→ **Data records**
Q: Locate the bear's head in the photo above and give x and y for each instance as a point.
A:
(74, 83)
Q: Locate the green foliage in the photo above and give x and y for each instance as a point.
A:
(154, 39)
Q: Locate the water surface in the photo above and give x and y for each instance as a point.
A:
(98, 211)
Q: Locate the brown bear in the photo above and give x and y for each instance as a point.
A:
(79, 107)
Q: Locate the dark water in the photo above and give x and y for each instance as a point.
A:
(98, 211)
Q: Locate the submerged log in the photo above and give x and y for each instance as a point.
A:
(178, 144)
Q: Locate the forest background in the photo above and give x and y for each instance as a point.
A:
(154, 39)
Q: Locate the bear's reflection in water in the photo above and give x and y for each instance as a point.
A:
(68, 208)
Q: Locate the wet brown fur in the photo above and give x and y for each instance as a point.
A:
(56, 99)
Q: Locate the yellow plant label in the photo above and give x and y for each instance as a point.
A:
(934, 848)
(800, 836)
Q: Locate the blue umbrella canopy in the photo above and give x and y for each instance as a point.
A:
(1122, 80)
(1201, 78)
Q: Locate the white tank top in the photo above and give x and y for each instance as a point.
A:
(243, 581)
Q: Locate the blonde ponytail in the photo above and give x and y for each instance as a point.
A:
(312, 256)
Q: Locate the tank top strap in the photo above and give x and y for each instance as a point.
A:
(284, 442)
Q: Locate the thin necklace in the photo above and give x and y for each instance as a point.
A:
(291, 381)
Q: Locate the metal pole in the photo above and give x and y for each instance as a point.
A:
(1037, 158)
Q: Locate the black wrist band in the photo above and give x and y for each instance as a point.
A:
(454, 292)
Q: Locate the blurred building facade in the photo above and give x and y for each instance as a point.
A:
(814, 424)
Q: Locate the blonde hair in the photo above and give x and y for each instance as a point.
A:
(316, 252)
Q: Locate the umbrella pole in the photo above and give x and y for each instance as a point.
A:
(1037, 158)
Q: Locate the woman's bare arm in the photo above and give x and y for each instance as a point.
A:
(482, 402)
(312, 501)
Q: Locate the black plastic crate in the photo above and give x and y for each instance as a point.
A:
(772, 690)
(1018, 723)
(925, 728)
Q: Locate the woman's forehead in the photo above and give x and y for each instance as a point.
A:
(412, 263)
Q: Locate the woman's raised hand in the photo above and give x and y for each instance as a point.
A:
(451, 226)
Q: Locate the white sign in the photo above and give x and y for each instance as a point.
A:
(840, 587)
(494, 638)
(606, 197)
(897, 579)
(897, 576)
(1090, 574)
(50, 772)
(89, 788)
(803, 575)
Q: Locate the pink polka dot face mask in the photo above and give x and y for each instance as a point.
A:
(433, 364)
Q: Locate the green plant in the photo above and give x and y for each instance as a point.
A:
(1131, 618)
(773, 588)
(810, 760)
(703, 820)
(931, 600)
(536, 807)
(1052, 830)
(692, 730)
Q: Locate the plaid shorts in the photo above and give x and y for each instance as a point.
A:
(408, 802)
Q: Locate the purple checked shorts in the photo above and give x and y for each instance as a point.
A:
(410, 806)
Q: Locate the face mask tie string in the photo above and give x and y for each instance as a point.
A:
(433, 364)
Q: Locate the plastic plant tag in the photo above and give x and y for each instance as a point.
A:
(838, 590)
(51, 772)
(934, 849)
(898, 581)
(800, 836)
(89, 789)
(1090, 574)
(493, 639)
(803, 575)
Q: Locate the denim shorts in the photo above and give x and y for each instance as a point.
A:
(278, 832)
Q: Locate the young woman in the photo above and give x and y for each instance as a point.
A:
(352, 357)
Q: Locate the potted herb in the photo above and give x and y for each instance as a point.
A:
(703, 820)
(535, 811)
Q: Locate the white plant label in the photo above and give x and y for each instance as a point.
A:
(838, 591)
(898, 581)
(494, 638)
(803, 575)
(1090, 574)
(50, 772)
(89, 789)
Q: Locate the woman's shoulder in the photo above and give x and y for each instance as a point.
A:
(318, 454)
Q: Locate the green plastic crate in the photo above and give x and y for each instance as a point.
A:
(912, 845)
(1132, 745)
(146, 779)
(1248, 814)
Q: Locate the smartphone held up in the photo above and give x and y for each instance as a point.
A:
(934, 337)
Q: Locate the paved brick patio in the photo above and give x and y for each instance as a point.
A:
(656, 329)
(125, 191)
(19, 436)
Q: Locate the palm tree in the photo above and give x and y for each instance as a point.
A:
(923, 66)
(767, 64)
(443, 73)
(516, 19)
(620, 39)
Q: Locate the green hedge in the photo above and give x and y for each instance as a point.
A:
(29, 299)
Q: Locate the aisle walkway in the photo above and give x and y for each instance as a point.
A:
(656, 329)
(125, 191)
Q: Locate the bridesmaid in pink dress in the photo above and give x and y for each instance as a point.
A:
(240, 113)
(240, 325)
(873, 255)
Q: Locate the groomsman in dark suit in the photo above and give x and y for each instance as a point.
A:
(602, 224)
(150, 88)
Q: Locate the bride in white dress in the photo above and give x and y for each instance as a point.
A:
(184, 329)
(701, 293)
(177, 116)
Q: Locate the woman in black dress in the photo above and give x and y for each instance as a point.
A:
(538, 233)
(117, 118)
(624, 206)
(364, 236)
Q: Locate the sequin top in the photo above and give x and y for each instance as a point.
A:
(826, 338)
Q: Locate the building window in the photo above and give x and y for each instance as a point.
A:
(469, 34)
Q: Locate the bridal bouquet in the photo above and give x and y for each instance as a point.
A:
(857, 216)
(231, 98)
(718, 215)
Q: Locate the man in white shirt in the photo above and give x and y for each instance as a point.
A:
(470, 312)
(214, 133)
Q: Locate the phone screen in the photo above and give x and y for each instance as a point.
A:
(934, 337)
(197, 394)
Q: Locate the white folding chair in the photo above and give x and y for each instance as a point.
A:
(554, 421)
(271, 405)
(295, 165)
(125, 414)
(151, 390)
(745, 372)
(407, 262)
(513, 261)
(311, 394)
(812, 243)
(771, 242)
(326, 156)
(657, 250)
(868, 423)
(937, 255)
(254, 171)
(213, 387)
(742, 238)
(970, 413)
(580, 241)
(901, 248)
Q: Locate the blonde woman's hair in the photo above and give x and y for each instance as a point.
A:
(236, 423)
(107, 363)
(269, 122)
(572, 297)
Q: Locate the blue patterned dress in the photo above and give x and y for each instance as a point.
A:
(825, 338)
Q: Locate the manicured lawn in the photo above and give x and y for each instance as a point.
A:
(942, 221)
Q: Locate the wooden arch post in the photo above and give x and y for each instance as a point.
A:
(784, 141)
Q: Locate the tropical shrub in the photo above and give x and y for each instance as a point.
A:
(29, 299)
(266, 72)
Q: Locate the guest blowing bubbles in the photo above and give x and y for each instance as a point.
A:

→ **What you need to do**
Transcribe every line of the data, exactly as it stands.

→ **Exercise output**
Q: Locate the bear's head in the photo above and give x and y for each instance as a point.
A:
(74, 83)
Q: Locate the green foliage in the photo above and give x and y for each instance as a point.
A:
(154, 39)
Q: Locate the water surface in the photo above and give x and y for each instance as a point.
A:
(98, 211)
Q: Locate the brown bear in the photo above and give x and y for each instance as a point.
A:
(79, 107)
Q: Locate the dark water in the photo above and give x and y for each instance as a point.
A:
(98, 211)
Q: Locate the submerged log in the photo above and give x and y for each instance as a point.
A:
(178, 144)
Q: Locate the forest background in the photo above and give x and y for each instance as a point.
A:
(154, 39)
Q: Locate the bear's reflection in water in the photo above and give x and y for each instance as a point.
A:
(68, 208)
Q: Locate the wet brown fur in the photo above and give x and y for each instance as a point.
A:
(56, 99)
Q: Locate the yellow plant label in the photo above and give x and y for each instance as a point.
A:
(934, 848)
(800, 836)
Q: Locate the blue umbrella canopy in the photo above and give x and y for each instance as a point.
A:
(1122, 80)
(1201, 78)
Q: Locate the white tank top in the photo above and give x and y for each instance as a point.
A:
(243, 581)
Q: Locate the blonde ponytail in the photo above and give x and y for each instance as a point.
A:
(312, 256)
Q: Locate the tank top strap in the photo above and give x and y for each instance as a point.
A:
(284, 442)
Q: Locate the thin necklace in the photo above and give x and y for each instance as a point.
A:
(291, 381)
Q: Locate the metal pole in the photo above and give x and y for each instance as a point.
A:
(1037, 158)
Q: Locate the black wrist band in the photo above and give x and y for each instance as a point.
A:
(454, 292)
Q: Locate the blurred building facade in the photo above and give x and y for each instance as a point.
A:
(814, 424)
Q: Locate the blonde hair in the photo above and give x and y for each instance as a point.
A:
(316, 252)
Q: Locate the umbrella pole in the photo above and give x and y for each instance as a point.
A:
(1037, 158)
Q: Locate the woman's bare arm in the photo above and give x and y for each instance as a point.
A:
(482, 402)
(312, 501)
Q: Locate the black plastic crate in the photo above and give x and y for each instance as a point.
A:
(772, 690)
(1018, 723)
(925, 728)
Q: Locate the woman's forehead in the photo above and give x and y for each instance as a point.
A:
(412, 263)
Q: Locate the woman's raised hand in the photo above and give x and y for each instance as a point.
A:
(451, 226)
Q: Locate the white sign in the photo above and give x and y for each instance as a point.
A:
(840, 587)
(494, 638)
(606, 197)
(897, 579)
(897, 576)
(1090, 574)
(50, 772)
(89, 788)
(803, 575)
Q: Locate the pink polka dot face mask in the photo above and give x and y for each instance as a point.
A:
(433, 364)
Q: Locate the green plant in the photo above and give x and y for each instance as a point.
A:
(1131, 618)
(773, 588)
(810, 760)
(703, 820)
(931, 600)
(536, 807)
(1052, 830)
(692, 730)
Q: Locate the plaid shorts in the photo above and give x and y for each instance as a point.
A:
(408, 802)
Q: Locate the purple checked shorts in the photo above and give x and y for each instance as a point.
A:
(410, 806)
Q: Locate the face mask tie string in the photo above and give x and y for each instance as a point.
A:
(433, 364)
Q: Locate the plastic plant tag in the photo above and give x and y for each instance as a point.
A:
(838, 590)
(51, 772)
(934, 849)
(898, 581)
(800, 836)
(89, 789)
(1090, 574)
(493, 639)
(803, 575)
Q: Locate the denim shorts in the photo above and give x and y for each instance as a point.
A:
(278, 832)
Q: Locate the young woman in the photo above and give x and y for each instance as a point.
A:
(352, 357)
Q: Locate the potted herb in the photo above and give x and y for each instance as a point.
A:
(703, 820)
(535, 811)
Q: Locate the white plant label in the photo above and give x and y for each instance as a point.
A:
(838, 591)
(898, 581)
(494, 638)
(803, 575)
(1090, 574)
(50, 772)
(89, 789)
Q: Locate the woman's shoulder in the photo above and give x and y for each instance as a point.
A:
(318, 454)
Q: Locate the green plastic crate in the photo above and give x and y for each instance as a point.
A:
(912, 845)
(1132, 745)
(146, 779)
(1248, 814)
Q: Locate the smartphone held up in the photo above and give x and y for each instance as a point.
A:
(934, 337)
Q: Locate the paved brick patio in the photo above and give x and y for each instance as a point.
A:
(656, 329)
(125, 191)
(19, 436)
Q: Locate the palm tree in the photo above and give x and y for each instance as a point.
A:
(923, 66)
(767, 64)
(443, 73)
(516, 19)
(620, 39)
Q: Locate the green hedge in the photo above and give x and y for each instance as a point.
A:
(29, 299)
Q: Locate the aisle walkway in the photo above and give x and y for each instance as a point.
A:
(656, 329)
(125, 191)
Q: Locate the bridesmaid in pink dress in the photo above and give x and y for each instance as a point.
A:
(240, 113)
(240, 325)
(873, 255)
Q: Locate the groomsman in dark suit in the photo above and give x and y for each instance as a point.
A:
(602, 224)
(150, 88)
Q: Locate the bride in white dress in the photo above and give x and y for each instance as a point.
A:
(184, 329)
(701, 293)
(177, 116)
Q: Locate the woman in black dress in the photo above and give x and y for each instance as a point.
A:
(538, 233)
(117, 118)
(624, 206)
(364, 236)
Q: Locate the sequin top in the photo above and give x and y for each instance as a point.
A:
(826, 338)
Q: Locate the building window in the photo above and give x and y for each instance as a point.
A:
(469, 34)
Q: Locate the bridal bouquet in the photo above and give x and y for each instance as a point.
A:
(857, 216)
(231, 98)
(718, 215)
Q: Locate the man in white shirt in the photo above and give x and y for each instance as a point.
A:
(470, 312)
(214, 133)
Q: Locate the phone screen in the photo above and give x and y for each instance as a point.
A:
(934, 337)
(197, 394)
Q: Locate the white folding chair in the photo above and give x and y for each instance as a point.
A:
(554, 421)
(271, 405)
(295, 165)
(125, 414)
(151, 390)
(745, 372)
(407, 262)
(513, 261)
(311, 394)
(812, 243)
(771, 242)
(326, 156)
(657, 250)
(868, 423)
(937, 255)
(254, 171)
(213, 387)
(742, 238)
(970, 413)
(580, 241)
(901, 248)
Q: Locate the blonde woman's hair in the photo above and give x and y for each instance as a point.
A:
(236, 423)
(107, 363)
(269, 122)
(572, 297)
Q: Locate the blue patterned dress in the photo above and give x and y for each instance as a point.
A:
(825, 338)
Q: Locate the manicured lawn in the photo above and give x and y for each instance as a point.
A:
(942, 221)
Q: Locate the wooden arch post in the photo above and give x and y for each instance as a point.
A:
(784, 141)
Q: Locate the tropical shrub in the photo above and give x and y for each instance as a point.
A:
(29, 299)
(266, 72)
Q: Locate the guest blowing bubbles in the photo above and give x and y for each instance as a point.
A:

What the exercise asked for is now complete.